Problem statement: Where the word "roadside" appears in a line of the entries below, count that line and give the total alone.

Natural language region descriptions:
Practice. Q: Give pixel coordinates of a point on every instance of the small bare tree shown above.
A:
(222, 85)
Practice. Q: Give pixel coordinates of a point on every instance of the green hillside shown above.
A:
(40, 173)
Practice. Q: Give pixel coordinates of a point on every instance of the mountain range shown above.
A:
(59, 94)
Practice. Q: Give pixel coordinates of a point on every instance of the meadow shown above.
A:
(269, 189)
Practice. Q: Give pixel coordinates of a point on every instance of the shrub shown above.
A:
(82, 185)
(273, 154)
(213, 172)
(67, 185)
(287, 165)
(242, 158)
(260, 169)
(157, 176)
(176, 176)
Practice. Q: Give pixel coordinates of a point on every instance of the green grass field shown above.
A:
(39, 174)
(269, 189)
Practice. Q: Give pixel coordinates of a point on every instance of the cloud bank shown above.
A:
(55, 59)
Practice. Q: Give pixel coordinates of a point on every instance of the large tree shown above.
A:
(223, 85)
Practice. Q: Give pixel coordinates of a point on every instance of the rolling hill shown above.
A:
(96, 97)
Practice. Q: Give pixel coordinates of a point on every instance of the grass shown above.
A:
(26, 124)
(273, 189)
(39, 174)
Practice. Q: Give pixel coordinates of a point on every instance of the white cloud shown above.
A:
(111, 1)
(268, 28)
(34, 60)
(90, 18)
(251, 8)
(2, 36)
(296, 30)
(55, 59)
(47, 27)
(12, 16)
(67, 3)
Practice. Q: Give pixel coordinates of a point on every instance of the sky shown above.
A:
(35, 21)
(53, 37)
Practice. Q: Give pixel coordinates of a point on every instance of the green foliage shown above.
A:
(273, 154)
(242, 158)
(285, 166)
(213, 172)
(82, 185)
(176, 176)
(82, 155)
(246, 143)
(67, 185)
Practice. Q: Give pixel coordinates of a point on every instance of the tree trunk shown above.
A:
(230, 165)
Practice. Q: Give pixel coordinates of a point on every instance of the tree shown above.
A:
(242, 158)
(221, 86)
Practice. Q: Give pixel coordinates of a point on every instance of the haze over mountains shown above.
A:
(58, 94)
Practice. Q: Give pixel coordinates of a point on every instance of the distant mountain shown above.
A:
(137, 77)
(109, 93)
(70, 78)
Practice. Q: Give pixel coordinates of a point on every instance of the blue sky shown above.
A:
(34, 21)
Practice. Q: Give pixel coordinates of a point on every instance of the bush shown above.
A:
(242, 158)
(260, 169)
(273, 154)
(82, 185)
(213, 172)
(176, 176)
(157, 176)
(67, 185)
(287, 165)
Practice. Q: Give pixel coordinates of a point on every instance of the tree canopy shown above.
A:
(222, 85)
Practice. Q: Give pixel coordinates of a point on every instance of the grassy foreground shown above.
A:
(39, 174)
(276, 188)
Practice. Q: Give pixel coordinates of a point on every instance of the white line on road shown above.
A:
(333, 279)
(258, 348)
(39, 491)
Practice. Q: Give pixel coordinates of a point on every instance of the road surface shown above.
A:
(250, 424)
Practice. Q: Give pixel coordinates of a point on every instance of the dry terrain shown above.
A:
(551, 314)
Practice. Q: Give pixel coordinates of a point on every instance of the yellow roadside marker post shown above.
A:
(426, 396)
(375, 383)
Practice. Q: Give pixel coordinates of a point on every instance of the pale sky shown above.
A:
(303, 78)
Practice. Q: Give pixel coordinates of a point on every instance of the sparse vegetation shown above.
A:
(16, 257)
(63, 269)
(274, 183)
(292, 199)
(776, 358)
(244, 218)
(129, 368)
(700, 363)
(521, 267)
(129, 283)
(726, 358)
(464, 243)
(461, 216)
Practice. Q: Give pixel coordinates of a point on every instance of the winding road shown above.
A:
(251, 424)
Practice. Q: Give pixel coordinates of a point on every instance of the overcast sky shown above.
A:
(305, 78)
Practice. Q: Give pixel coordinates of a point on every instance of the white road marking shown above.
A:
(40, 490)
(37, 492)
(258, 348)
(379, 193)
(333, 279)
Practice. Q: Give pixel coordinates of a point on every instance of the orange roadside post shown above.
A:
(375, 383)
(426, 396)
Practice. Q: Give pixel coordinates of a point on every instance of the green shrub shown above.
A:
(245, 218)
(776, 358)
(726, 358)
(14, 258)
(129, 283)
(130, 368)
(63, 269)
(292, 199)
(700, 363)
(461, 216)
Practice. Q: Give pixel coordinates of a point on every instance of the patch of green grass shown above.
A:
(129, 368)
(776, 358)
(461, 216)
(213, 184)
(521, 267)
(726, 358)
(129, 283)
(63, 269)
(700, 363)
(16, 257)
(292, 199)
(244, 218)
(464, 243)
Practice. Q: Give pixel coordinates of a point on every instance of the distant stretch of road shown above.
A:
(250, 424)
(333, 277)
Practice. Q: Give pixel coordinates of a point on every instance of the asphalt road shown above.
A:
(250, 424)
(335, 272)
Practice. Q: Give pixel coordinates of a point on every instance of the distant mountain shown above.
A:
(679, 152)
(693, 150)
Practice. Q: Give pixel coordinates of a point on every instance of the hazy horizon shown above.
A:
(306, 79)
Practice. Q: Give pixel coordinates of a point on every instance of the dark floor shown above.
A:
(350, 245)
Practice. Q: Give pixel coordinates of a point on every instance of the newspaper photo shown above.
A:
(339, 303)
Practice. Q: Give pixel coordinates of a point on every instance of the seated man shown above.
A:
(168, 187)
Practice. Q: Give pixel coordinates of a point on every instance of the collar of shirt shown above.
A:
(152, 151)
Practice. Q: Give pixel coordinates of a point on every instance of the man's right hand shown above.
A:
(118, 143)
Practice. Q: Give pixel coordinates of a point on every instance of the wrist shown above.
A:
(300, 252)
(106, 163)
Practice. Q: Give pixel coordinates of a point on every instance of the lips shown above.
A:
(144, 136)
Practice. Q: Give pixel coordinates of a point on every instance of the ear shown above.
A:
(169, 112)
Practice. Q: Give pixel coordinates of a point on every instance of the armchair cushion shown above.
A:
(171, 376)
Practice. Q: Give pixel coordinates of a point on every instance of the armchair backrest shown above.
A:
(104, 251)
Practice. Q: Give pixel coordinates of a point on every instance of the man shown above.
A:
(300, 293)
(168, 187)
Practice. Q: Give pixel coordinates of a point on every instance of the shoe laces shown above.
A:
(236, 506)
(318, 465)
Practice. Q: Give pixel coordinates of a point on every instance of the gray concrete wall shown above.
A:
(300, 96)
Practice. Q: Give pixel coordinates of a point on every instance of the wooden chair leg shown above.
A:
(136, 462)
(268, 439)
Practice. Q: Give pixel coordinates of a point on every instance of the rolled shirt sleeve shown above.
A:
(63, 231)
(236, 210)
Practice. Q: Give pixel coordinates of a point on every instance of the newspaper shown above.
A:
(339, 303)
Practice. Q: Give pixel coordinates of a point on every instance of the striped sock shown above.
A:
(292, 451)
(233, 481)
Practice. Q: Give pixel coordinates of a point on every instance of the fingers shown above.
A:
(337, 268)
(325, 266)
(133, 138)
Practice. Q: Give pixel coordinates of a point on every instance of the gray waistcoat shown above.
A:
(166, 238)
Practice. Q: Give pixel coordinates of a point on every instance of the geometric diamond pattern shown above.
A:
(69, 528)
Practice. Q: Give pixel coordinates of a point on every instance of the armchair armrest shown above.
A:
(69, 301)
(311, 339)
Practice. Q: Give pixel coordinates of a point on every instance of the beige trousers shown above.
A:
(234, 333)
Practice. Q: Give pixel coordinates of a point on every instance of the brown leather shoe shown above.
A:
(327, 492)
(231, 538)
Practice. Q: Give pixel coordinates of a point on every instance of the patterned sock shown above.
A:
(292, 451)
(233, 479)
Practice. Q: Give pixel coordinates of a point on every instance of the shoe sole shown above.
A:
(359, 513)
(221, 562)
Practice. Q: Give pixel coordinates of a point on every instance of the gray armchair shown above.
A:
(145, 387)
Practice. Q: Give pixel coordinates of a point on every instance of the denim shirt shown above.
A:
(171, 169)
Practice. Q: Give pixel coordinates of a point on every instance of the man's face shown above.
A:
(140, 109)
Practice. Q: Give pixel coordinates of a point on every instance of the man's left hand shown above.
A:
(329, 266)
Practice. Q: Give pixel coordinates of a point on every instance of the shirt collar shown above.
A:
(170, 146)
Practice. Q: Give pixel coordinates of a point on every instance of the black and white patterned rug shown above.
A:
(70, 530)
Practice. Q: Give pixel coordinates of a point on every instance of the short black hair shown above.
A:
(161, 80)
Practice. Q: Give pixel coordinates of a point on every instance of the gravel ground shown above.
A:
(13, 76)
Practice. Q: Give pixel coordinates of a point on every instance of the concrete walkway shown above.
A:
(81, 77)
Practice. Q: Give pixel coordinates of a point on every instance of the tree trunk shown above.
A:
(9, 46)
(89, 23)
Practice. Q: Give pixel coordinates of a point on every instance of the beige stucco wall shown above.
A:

Result below: 2